**Task statement**
Please give, exactly as they appear below, the line with "the red roof" and every line after it through the final one, and nothing else.

(Items listed in a dataset)
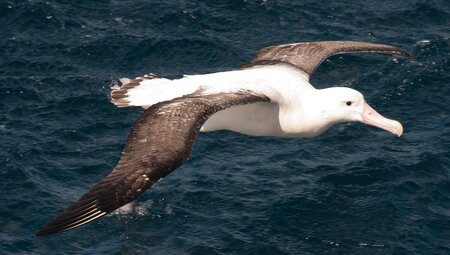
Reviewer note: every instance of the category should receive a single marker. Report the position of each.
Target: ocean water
(354, 190)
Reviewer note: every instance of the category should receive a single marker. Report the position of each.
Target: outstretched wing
(159, 142)
(308, 56)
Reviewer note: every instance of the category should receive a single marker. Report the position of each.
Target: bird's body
(272, 96)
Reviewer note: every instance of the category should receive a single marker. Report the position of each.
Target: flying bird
(270, 96)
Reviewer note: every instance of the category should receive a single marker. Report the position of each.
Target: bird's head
(341, 104)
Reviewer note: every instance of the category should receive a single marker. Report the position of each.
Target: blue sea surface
(354, 190)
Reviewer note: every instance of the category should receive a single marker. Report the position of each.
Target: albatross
(270, 96)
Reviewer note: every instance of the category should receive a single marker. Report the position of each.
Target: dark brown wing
(159, 142)
(308, 56)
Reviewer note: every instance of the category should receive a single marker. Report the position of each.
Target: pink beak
(373, 118)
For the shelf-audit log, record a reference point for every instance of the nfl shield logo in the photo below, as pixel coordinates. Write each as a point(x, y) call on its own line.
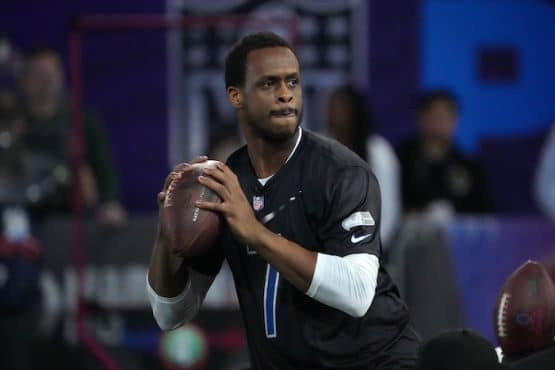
point(258, 202)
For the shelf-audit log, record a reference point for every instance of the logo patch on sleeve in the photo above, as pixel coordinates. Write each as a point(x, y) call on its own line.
point(361, 218)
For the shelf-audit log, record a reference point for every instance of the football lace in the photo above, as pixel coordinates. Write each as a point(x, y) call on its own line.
point(170, 193)
point(502, 315)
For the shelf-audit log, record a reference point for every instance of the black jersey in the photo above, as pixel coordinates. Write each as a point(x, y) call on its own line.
point(326, 199)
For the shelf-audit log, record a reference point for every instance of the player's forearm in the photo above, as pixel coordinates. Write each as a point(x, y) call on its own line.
point(295, 263)
point(167, 273)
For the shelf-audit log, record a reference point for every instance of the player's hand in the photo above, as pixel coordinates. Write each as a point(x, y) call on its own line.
point(234, 206)
point(177, 173)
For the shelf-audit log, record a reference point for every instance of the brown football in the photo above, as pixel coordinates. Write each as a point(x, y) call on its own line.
point(525, 311)
point(191, 231)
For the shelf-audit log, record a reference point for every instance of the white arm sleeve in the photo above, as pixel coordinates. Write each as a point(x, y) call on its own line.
point(170, 313)
point(345, 283)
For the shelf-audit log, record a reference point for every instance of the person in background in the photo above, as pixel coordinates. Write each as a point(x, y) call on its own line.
point(42, 86)
point(544, 186)
point(435, 173)
point(301, 234)
point(350, 122)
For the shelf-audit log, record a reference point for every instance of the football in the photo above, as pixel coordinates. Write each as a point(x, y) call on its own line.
point(524, 314)
point(190, 231)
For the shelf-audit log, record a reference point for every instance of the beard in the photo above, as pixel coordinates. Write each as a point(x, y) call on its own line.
point(267, 132)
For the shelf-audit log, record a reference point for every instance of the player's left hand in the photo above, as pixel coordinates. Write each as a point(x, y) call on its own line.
point(234, 206)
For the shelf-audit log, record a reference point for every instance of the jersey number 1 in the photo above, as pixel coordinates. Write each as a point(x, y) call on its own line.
point(270, 294)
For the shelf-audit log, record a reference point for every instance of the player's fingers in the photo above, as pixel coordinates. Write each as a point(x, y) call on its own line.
point(199, 159)
point(225, 169)
point(214, 185)
point(215, 173)
point(211, 206)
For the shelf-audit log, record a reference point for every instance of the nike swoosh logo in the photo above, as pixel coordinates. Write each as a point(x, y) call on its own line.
point(356, 239)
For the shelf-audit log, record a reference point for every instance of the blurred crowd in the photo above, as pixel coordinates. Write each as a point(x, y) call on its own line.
point(426, 174)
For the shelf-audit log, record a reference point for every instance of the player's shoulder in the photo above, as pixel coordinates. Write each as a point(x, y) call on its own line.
point(329, 153)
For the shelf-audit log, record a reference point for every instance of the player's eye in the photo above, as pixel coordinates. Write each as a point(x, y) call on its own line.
point(293, 82)
point(267, 83)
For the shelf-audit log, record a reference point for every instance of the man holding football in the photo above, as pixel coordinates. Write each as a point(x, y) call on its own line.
point(301, 234)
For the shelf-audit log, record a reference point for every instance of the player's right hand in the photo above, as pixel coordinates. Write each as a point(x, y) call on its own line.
point(177, 173)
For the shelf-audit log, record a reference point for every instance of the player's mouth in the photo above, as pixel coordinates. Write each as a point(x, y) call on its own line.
point(284, 113)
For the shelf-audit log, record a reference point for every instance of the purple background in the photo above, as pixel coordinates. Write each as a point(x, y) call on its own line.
point(125, 76)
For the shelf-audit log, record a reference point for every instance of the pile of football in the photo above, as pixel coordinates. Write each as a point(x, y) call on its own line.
point(190, 231)
point(524, 315)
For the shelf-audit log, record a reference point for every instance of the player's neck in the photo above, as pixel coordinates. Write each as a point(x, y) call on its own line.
point(267, 158)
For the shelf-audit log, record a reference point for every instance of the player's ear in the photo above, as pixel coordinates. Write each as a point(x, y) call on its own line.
point(235, 97)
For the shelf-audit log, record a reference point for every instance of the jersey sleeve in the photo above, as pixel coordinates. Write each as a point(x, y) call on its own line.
point(352, 214)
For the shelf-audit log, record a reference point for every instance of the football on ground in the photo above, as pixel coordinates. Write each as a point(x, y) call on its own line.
point(525, 311)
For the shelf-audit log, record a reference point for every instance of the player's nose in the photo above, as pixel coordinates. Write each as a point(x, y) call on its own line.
point(284, 94)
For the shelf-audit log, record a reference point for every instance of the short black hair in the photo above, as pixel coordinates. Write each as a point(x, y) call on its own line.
point(428, 99)
point(236, 60)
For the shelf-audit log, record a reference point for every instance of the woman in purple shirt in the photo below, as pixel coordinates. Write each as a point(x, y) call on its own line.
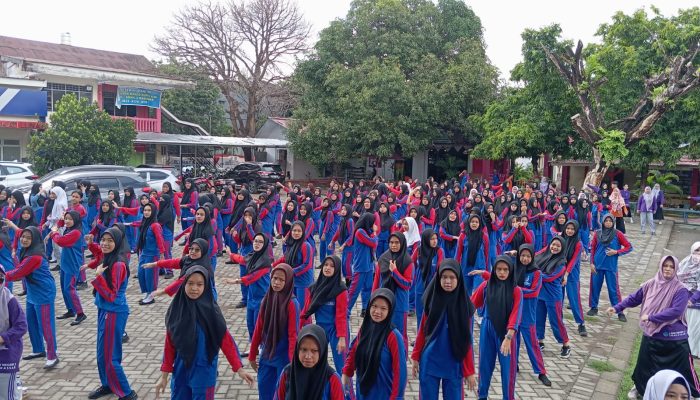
point(665, 333)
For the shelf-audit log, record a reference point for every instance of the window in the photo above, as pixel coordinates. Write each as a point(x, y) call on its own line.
point(55, 91)
point(10, 150)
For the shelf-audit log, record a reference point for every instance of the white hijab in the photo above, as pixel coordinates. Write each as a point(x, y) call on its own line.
point(412, 236)
point(658, 385)
point(60, 205)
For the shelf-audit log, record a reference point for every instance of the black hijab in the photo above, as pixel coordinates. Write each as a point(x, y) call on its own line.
point(427, 253)
point(456, 305)
point(499, 297)
point(185, 314)
point(326, 289)
point(309, 383)
point(548, 262)
point(256, 260)
point(143, 228)
point(401, 257)
point(522, 270)
point(372, 337)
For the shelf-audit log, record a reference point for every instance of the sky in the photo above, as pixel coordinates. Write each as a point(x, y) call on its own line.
point(129, 26)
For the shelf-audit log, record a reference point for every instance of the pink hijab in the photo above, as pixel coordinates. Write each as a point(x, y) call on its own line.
point(658, 296)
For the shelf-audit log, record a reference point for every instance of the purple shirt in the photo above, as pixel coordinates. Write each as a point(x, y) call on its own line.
point(11, 354)
point(674, 331)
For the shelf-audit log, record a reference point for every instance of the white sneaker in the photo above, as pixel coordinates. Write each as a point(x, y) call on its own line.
point(633, 394)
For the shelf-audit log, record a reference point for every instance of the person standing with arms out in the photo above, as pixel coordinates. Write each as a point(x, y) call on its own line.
point(33, 266)
point(328, 303)
point(308, 376)
point(110, 283)
point(444, 346)
point(276, 331)
point(502, 299)
point(196, 331)
point(377, 353)
point(607, 246)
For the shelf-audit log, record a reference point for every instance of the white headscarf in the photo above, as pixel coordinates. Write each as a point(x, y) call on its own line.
point(658, 385)
point(412, 236)
point(689, 268)
point(60, 205)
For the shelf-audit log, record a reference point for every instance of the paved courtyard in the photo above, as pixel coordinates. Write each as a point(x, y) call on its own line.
point(574, 378)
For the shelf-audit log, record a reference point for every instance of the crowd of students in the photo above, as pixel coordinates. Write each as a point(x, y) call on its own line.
point(453, 254)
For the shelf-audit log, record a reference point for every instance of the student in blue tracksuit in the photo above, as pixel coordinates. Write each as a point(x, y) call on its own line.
point(308, 376)
point(473, 251)
point(111, 280)
point(276, 331)
point(426, 259)
point(150, 247)
point(607, 246)
point(573, 248)
point(328, 303)
point(33, 266)
point(444, 354)
point(394, 271)
point(196, 331)
point(300, 255)
point(73, 245)
point(377, 353)
point(552, 264)
point(343, 236)
point(364, 242)
point(256, 279)
point(502, 301)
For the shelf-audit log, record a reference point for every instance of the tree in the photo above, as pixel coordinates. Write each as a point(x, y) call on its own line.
point(199, 104)
point(80, 133)
point(389, 79)
point(243, 46)
point(625, 86)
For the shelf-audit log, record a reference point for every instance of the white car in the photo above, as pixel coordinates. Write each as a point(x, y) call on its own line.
point(157, 176)
point(14, 174)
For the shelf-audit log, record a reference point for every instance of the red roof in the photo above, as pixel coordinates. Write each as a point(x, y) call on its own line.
point(63, 54)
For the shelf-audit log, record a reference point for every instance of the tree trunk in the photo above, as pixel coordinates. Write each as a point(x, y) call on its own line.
point(597, 173)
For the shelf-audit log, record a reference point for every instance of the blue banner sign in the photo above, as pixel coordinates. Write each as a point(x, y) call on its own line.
point(131, 96)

**Written response**
For the shelf-audit log, record a reference point for every instance of the red roof in the photo above, as pixel coordinates. Write each as a point(x, y) call on its own line.
point(63, 54)
For the shelf-audit log, record a reference point for every instance of the tree trunk in the photo above, as pixel coordinates. Write each as a point(x, y) call on its own line.
point(597, 173)
For the shelf-audit log, record a reference point for every instance of the blue banner sign in the photo above, as pixel coordinates. Write each as a point(x, y) call on its own line.
point(131, 96)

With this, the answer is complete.